[WHAT IS NEEDED] Filtering the records below, copy only those lines that include the word "ocean".

- Opening Delimiter -

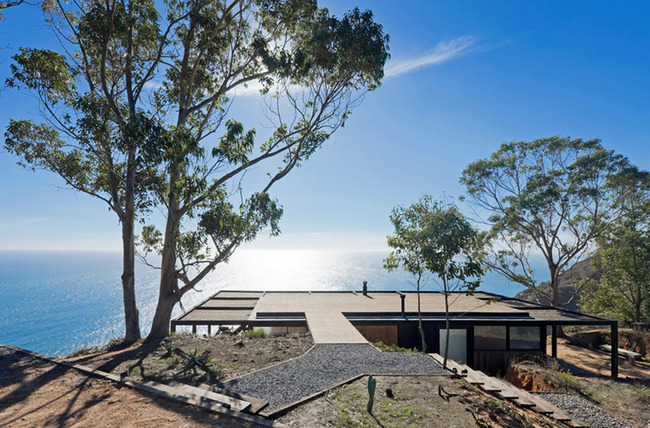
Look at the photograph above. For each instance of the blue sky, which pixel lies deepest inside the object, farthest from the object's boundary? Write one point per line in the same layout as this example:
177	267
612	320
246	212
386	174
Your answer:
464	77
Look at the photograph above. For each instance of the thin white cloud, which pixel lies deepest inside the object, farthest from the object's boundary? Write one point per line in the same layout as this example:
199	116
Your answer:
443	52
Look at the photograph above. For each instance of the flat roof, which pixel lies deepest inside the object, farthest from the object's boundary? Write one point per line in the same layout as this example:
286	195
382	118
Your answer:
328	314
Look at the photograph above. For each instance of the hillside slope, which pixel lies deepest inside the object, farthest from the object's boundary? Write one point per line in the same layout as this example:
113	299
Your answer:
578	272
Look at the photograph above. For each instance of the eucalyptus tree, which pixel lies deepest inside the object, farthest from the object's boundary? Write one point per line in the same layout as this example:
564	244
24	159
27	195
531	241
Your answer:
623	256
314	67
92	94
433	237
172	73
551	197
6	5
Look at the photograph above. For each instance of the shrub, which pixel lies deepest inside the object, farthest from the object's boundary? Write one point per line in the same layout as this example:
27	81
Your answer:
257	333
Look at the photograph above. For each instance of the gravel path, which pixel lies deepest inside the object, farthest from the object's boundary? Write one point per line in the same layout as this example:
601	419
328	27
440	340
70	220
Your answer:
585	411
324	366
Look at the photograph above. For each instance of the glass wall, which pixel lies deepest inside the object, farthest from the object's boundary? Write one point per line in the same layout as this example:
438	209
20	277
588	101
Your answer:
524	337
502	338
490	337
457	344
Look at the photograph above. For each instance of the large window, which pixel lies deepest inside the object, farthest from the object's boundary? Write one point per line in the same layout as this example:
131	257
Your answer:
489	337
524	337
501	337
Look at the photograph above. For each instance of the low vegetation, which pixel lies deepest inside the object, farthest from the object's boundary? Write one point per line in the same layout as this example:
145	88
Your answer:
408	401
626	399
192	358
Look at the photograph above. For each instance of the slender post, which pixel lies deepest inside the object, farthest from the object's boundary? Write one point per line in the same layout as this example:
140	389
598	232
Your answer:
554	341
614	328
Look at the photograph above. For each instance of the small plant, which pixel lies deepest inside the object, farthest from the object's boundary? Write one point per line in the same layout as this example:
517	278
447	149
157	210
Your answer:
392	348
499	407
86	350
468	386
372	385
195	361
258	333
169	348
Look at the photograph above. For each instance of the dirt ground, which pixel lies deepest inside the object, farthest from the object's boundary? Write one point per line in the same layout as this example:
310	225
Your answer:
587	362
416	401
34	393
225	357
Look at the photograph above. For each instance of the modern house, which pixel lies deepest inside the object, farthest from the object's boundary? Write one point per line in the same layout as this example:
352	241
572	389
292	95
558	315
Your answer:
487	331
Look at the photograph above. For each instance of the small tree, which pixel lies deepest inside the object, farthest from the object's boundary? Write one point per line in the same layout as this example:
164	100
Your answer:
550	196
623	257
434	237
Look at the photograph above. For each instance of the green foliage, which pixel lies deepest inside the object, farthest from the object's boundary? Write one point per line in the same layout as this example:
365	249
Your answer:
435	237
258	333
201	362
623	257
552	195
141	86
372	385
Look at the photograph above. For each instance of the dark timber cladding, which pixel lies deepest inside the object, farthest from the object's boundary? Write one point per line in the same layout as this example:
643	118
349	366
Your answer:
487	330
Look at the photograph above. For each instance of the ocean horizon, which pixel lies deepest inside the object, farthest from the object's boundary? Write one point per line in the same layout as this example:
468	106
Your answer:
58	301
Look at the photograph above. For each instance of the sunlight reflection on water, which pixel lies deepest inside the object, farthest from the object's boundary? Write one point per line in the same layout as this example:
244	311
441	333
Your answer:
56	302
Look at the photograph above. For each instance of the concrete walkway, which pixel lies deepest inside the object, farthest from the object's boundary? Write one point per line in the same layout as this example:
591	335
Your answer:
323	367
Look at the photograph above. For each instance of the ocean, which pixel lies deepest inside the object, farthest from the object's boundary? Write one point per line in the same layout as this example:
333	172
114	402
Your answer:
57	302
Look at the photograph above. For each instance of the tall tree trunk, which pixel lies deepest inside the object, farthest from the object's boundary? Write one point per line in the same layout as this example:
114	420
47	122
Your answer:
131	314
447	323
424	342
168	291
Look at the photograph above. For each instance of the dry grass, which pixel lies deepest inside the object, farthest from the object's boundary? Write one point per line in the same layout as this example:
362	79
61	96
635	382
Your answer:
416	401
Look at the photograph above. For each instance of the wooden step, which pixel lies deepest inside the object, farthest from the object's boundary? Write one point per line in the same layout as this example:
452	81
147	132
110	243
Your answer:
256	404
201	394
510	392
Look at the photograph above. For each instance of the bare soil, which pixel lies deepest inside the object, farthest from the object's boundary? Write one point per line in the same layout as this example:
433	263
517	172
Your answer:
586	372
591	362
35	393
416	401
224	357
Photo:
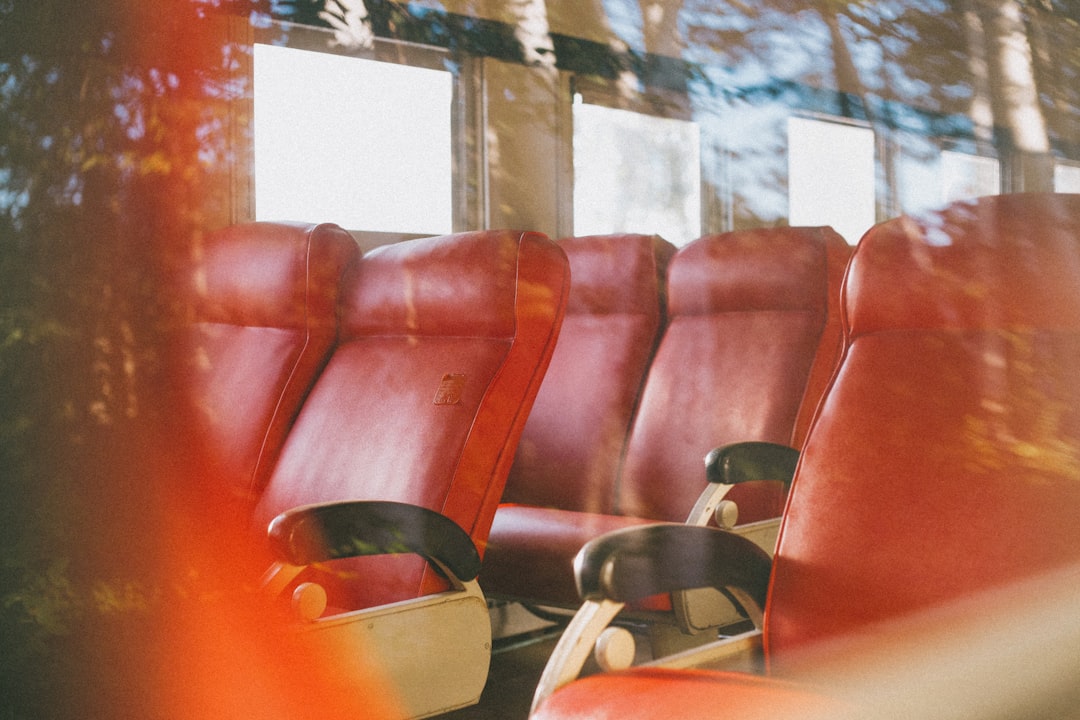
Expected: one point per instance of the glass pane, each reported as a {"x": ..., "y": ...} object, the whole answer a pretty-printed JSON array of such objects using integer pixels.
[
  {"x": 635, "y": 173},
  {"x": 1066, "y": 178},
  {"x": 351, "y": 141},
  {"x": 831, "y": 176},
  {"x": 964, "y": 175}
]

- Closing Delimiter -

[FINISHED EXERCISE]
Look at the photograph above. For each instance of the ocean horizon, which pixel lies deepest inside the object, farthest from the object's boundary? Write one point per line in the same layout as this example:
Look at the photograph above. For each instance of the ocean, which pixel lies deepest inside the object, farthest from the object's boundary? Write one point per line in the same layout as this example:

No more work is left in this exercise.